◆ OPDRACHTVEREISTEN:
Pak de tekst over het faillissement van Tupperware in Aalst op na de laatste zin en schrijf deze verder.

Sinds de Europese licentie op 8 januari is vervallen, worden nergens in Europa nog Tupperware-producten gemaakt. Er zal nu noodgedwongen bij de ondernemingsrechtbank van Aalst het faillissement worden aangevraagd.
Johan Quintelier: 'Dit is een drama voor de werknemers. Als het faillissement effectief wordt doorgevoerd, zal er geen geld genoeg zijn om de wettelijke ontslagvergoeding uit te betalen. Via een schuldvordering bij de curator zal er een tussenkomst zijn van het Fonds voor Sluiting van ondernemingen voor de werknemers van maximaal 30.500 euro bruto. Een voorschot / overbruggingsvergoeding dat, in afwachting van de definitieve afhandeling van het faillissement, absoluut onvoldoende is voor de grootste groep van de werknemers. De meesten onder hen hebben een zeer hoge anciënniteit in de onderneming, gemiddeld meer dan 20 jaar.
De grote schuldige in dit verhaal is het moederbedrijf Tupperware Brands in Orlando (VS). In oktober 2024 werd het overgenomen door zijn schuldeisers. Een schuldenberg van een 800 miljoen euro was de oorzaak. Uit het herstelplan werd The New Tupperware Company opgericht. Deze besliste om voortaan wereldwijd in slechts 8 van de 67 markten verder te opereren. Europa (en dus ook Aalst) maakte geen deel uit van het nieuwe plan. Ondanks het feit dat Europa sinds de overname als tweede beste verkoopmarkt uit de bus kwam, bleef de deur voor een doorstart dicht.
'De enige hoop nu is dat er na afhandeling van het faillissement voldoende middelen overblijven om de voornaamste schuldeisers, het personeel, te kunnen compenseren.'
Johan Quintelier, ACVBIE
Aalst was de voorbije jaren nochtans een goede leerling. Zowel qua productie en distributie, als in onderzoek en ontwikkeling van nieuwe producten en het vervaardigen van matrijzen was Aalst een expertisecentrum. Alleen stond de fabriek in Aalst niet op zichzelf. Sinds januari 1998 werd Tupperware Belgium een maakloonbedrijf. Dat is een bedrijf dat producten vervaardigt in opdracht van een andere onderneming, in dit geval het Zwitserse TPAG. Deze constructie werd om fiscale redenen opgezet met het gevolg dat Tupperware Belgium voor 100 % afhankelijk was van deze Zwitserse constructie voor zijn activiteiten en zijn centen. De jaarrekeningen geven daardoor geen 100 % getrouw beeld.

◆ GESELECTEERDE GEGEVENS:
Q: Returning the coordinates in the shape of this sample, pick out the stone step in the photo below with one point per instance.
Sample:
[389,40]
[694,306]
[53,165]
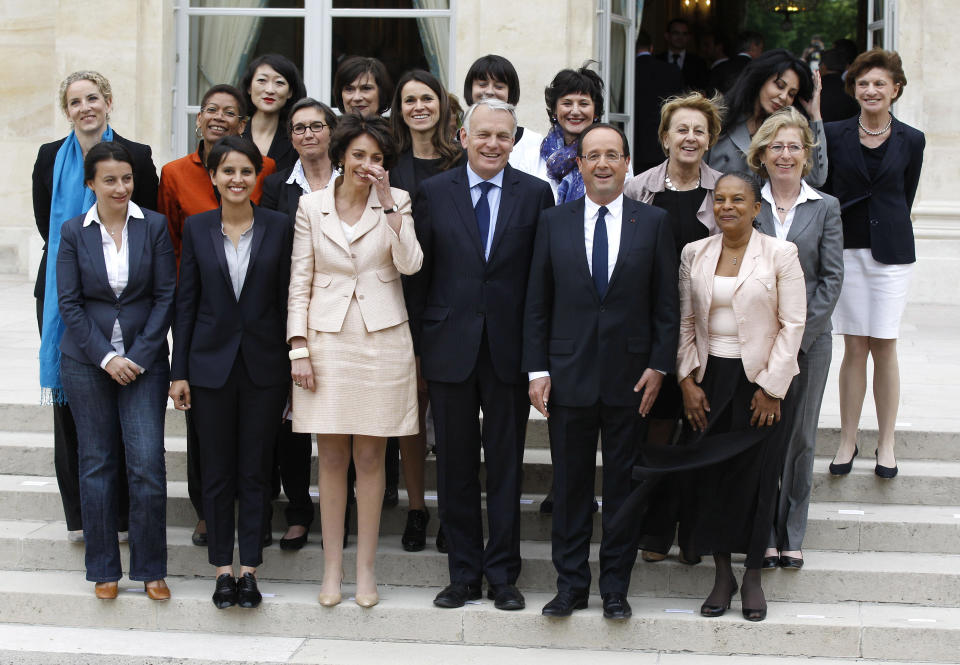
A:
[831,525]
[911,443]
[886,577]
[40,645]
[834,630]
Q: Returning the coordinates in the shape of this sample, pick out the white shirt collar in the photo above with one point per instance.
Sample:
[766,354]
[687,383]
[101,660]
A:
[615,207]
[133,210]
[473,179]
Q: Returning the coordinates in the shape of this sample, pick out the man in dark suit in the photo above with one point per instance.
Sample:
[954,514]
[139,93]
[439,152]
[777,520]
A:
[691,65]
[476,225]
[655,80]
[726,73]
[835,103]
[601,322]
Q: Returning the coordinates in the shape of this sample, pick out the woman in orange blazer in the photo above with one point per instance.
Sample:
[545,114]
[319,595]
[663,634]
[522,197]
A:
[742,312]
[353,369]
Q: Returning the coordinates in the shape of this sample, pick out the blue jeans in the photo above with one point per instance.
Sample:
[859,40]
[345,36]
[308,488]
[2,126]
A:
[109,416]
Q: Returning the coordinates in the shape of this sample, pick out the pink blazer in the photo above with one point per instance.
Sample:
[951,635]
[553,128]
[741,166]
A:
[770,303]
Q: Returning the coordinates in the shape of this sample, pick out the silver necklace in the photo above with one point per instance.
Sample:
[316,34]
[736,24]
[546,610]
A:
[876,133]
[673,188]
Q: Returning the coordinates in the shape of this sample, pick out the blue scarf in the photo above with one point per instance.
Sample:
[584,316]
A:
[562,168]
[70,198]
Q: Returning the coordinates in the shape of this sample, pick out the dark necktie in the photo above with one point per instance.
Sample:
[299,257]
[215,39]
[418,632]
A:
[482,212]
[600,253]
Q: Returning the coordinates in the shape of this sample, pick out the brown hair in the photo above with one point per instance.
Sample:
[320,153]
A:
[888,60]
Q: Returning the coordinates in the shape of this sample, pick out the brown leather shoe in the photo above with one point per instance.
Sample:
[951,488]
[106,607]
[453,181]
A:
[157,590]
[106,590]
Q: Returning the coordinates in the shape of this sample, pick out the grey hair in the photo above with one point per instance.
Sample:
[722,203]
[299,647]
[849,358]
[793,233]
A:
[492,103]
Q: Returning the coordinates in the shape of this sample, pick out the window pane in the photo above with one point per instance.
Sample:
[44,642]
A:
[391,4]
[617,57]
[221,47]
[401,44]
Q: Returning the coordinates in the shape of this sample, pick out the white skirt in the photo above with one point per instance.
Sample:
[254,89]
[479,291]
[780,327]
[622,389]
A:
[873,296]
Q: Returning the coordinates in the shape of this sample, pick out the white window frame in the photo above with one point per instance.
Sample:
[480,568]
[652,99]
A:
[605,19]
[318,18]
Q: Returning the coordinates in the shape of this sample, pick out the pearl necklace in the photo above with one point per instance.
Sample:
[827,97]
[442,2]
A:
[673,188]
[877,133]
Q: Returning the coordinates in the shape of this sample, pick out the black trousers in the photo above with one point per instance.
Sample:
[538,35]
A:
[456,410]
[573,447]
[66,463]
[291,470]
[237,426]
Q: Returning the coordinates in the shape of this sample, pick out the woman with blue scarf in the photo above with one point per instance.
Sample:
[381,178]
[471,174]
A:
[574,102]
[59,193]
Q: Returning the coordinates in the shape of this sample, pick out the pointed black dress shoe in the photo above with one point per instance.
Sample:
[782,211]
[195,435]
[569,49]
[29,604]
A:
[844,469]
[885,471]
[616,607]
[457,595]
[248,595]
[717,610]
[565,602]
[506,597]
[225,594]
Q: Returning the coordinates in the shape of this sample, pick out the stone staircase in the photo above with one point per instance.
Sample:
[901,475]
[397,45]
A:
[881,582]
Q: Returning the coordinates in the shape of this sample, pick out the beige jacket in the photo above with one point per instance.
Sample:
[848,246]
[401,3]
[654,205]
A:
[326,271]
[770,303]
[644,186]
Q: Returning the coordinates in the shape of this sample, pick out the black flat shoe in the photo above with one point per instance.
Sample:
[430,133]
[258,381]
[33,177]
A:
[718,610]
[506,597]
[289,544]
[616,607]
[844,469]
[565,602]
[457,595]
[248,595]
[414,537]
[225,594]
[885,471]
[789,562]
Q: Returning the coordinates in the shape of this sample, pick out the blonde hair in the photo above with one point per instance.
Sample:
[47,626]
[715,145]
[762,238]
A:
[786,118]
[98,79]
[712,109]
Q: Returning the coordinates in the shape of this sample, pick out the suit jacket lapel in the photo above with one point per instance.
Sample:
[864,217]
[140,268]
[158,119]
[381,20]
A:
[508,200]
[93,240]
[464,206]
[628,228]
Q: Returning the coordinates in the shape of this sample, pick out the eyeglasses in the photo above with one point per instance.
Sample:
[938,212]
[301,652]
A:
[316,127]
[610,157]
[792,148]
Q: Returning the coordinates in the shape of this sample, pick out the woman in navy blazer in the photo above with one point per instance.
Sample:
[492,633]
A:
[230,358]
[116,276]
[875,165]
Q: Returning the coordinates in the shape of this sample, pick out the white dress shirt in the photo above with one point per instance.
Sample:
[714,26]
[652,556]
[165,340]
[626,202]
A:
[117,262]
[807,193]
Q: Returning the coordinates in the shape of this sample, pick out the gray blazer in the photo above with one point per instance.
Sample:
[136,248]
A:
[818,234]
[730,152]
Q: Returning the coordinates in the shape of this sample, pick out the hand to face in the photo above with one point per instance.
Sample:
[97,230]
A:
[122,371]
[766,410]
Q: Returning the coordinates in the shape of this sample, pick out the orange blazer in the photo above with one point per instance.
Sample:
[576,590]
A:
[326,271]
[770,303]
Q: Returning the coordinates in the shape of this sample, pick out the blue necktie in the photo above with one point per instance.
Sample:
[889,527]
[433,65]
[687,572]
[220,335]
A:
[600,253]
[482,212]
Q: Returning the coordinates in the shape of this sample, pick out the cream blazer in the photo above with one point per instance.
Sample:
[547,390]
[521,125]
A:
[769,301]
[326,271]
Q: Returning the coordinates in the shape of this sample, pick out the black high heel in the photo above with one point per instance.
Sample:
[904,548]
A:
[718,610]
[844,469]
[884,471]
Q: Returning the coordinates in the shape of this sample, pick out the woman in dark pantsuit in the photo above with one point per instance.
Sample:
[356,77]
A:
[230,359]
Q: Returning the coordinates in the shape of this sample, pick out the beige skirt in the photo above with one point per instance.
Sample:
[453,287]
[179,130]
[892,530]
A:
[366,382]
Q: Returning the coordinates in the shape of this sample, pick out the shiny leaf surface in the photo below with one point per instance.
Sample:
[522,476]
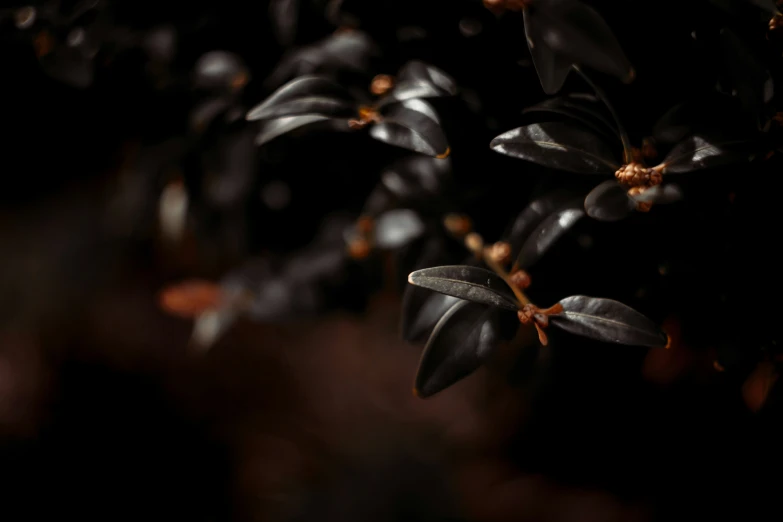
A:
[535,213]
[462,340]
[412,125]
[417,79]
[558,146]
[277,127]
[607,320]
[546,234]
[702,152]
[308,94]
[552,69]
[470,283]
[585,109]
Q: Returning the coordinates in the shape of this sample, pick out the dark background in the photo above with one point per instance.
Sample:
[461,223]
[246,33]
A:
[106,413]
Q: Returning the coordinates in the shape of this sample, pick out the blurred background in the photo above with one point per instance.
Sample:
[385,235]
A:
[115,120]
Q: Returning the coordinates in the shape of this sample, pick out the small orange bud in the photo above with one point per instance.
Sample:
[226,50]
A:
[381,84]
[457,224]
[359,248]
[499,252]
[190,298]
[520,279]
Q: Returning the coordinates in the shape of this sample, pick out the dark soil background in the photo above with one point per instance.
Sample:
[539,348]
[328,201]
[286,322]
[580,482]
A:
[106,413]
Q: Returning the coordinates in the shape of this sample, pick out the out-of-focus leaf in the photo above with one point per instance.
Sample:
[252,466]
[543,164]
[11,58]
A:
[306,95]
[69,65]
[559,146]
[395,228]
[552,69]
[463,339]
[412,125]
[609,201]
[702,152]
[219,70]
[757,386]
[470,283]
[546,234]
[607,320]
[415,177]
[229,169]
[206,112]
[582,108]
[579,34]
[419,80]
[277,127]
[660,194]
[535,213]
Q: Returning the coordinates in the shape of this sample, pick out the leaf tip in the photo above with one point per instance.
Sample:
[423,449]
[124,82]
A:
[445,154]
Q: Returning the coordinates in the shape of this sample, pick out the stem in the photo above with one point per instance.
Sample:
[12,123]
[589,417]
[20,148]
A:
[499,270]
[627,156]
[502,273]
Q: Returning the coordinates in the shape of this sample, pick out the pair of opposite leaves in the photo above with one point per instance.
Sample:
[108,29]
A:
[473,309]
[587,142]
[401,117]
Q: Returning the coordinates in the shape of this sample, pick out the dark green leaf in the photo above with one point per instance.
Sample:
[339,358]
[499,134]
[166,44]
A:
[466,282]
[552,69]
[428,313]
[206,112]
[558,146]
[545,235]
[463,339]
[351,51]
[607,320]
[277,127]
[229,169]
[419,80]
[536,212]
[702,152]
[421,308]
[216,70]
[412,125]
[70,66]
[579,34]
[609,201]
[305,95]
[583,108]
[416,177]
[395,228]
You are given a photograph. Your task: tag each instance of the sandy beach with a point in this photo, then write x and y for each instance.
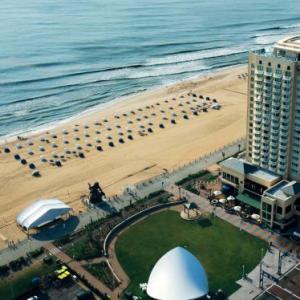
(128, 141)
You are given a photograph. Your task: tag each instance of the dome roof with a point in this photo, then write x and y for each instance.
(178, 275)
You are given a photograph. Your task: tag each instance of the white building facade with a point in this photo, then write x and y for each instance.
(273, 126)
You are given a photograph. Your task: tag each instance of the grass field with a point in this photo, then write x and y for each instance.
(103, 273)
(221, 248)
(20, 282)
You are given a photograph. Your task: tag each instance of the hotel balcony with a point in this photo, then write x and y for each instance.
(285, 105)
(276, 75)
(287, 78)
(266, 73)
(283, 148)
(275, 119)
(277, 84)
(259, 72)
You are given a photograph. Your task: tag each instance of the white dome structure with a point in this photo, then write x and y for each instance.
(178, 275)
(42, 212)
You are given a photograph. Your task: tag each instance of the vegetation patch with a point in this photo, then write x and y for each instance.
(103, 273)
(221, 248)
(83, 249)
(20, 282)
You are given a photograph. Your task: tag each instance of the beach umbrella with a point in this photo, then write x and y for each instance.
(23, 161)
(255, 217)
(30, 152)
(43, 159)
(6, 150)
(230, 198)
(237, 208)
(67, 151)
(217, 193)
(54, 155)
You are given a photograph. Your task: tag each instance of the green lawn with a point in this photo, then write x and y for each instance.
(20, 282)
(221, 248)
(103, 273)
(82, 249)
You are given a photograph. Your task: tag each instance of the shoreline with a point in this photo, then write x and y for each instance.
(116, 146)
(13, 137)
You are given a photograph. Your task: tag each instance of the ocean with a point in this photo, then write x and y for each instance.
(61, 58)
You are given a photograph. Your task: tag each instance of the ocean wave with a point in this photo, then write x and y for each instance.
(196, 55)
(116, 72)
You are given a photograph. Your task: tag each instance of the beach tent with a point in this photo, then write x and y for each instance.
(42, 212)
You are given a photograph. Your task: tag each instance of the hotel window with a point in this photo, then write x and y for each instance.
(288, 209)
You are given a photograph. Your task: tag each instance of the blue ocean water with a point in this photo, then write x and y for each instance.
(60, 58)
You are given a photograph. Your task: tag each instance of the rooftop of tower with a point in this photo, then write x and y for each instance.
(289, 44)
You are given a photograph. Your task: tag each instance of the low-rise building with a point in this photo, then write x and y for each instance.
(276, 200)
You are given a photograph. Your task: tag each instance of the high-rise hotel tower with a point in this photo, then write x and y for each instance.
(273, 127)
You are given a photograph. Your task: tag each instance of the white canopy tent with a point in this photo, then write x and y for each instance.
(42, 212)
(177, 275)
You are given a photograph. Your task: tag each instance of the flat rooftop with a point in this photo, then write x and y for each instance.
(243, 167)
(289, 43)
(277, 190)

◆ RESULTAAT OPDRACHT:
De laatste jaren werd Tupperware Belgium geconfronteerd met de gevolgen van de dalende verkoop. De nood aan een nieuwe verkoopstrategie is meermaals aangehaald in de sociale overlegorganen. Toch is het niet gelukt om vooruitgang te boeken. Het aantal vaste werknemers daalde op 5 jaar tijd met meer dan 100. Bovendien maakten ze sinds corona in de productie- en de distributieafdeling systematisch gebruik van tijdelijke werkloosheid wegens economische redenen. Dit heeft ervoor gezorgd dat er geen herstructurering is gekomen en dat het bedrijf kon blijven functioneren. Door het faillissement van het moederbedrijf is het einde nu toch een feit.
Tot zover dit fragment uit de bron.